§ Given instruction: Rewrite the lines as a numbered list with blank lines left out, starting at the line that contains "Category: white building" and continuing up to and including the line that contains "[213,306,239,333]".

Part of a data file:
>> Start

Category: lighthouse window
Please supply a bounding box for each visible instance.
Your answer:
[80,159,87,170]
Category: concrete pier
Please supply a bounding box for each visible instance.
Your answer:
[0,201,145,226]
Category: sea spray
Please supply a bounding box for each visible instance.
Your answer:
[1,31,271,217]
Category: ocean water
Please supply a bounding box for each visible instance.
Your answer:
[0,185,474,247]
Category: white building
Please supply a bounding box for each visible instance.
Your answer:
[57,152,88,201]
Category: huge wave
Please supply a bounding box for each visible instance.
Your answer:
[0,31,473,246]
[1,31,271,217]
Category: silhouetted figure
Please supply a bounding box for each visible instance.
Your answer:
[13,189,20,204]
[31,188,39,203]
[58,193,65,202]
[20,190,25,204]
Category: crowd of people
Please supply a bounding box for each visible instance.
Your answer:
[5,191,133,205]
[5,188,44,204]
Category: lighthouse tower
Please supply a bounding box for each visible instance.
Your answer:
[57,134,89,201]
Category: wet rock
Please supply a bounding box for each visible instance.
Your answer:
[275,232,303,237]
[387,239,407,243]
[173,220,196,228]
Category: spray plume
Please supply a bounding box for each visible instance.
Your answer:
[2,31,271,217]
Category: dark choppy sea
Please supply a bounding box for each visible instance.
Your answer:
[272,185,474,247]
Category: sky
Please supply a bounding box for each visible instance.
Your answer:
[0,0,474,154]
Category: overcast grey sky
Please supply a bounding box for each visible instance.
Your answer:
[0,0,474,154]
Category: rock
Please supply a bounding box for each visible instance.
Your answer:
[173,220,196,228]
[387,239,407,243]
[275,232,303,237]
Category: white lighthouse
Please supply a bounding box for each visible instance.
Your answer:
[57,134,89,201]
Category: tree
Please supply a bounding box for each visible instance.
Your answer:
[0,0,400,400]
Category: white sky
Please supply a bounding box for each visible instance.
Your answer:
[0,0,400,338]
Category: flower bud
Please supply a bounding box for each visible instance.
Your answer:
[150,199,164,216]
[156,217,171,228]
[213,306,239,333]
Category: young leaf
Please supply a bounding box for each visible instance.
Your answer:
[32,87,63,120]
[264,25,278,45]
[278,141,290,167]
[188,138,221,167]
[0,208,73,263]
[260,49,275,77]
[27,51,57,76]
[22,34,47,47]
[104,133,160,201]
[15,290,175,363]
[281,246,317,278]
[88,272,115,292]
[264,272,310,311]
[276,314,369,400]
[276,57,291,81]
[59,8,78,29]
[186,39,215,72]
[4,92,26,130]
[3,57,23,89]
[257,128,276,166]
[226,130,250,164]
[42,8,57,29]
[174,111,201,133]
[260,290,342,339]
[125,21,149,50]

>> End

§ Task answer:
1. Category: white building
2. Please supply a bounding box for each visible instance.
3. Your answer:
4. [57,152,88,201]
5. Category: huge wave
6. Please supply a bounding box for each visible instance.
7. Your answer:
8. [0,31,473,246]
9. [1,31,271,217]
10. Category: silhouetted figure
11. Please supply a bounding box for each visible instance.
12. Your answer:
13. [13,189,20,204]
14. [31,188,39,203]
15. [58,193,65,202]
16. [20,190,25,204]
17. Category: crowd of people
18. Please supply a bounding box for each visible instance.
19. Your answer:
20. [5,191,133,205]
21. [5,188,44,204]
22. Category: lighthouse tower
23. Please supply a bounding box for each visible instance.
24. Your answer:
25. [57,134,89,201]
26. Category: wet rock
27. Please supply a bounding box for each visible instance.
28. Your answer:
29. [275,232,303,237]
30. [387,239,407,243]
31. [173,220,196,228]
32. Category: spray plume
33. Please supply a bounding box for each visible instance.
34. Your answer:
35. [2,31,271,217]
36. Category: dark choppy sea
37. Please supply a bounding box for each visible instance.
38. Your answer:
39. [272,185,474,247]
40. Category: sky
41. Please supply a bounding box for each visible instance.
42. Your answer:
43. [0,0,474,154]
44. Category: overcast grey sky
45. Please supply a bounding box for each visible instance.
46. Your answer:
47. [0,0,474,154]
48. Category: rock
49. Please supply a bounding box for each visible instance.
50. Your answer:
51. [173,220,196,228]
52. [387,239,407,243]
53. [275,232,303,237]
54. Category: white lighthouse
55. Please supply a bounding box for each visible instance.
56. Your answer:
57. [57,134,89,201]
58. Category: tree
59. Please supply a bounding box for each visible instance.
60. Your answer:
61. [0,0,400,400]
62. Category: white sky
63. Please supply a bounding box for each visible instance.
64. Your answer:
65. [0,0,400,338]
66. Category: flower bud
67. Please supply a bounding box for each visible instance.
68. Your answer:
69. [150,199,164,216]
70. [156,217,171,228]
71. [213,306,239,333]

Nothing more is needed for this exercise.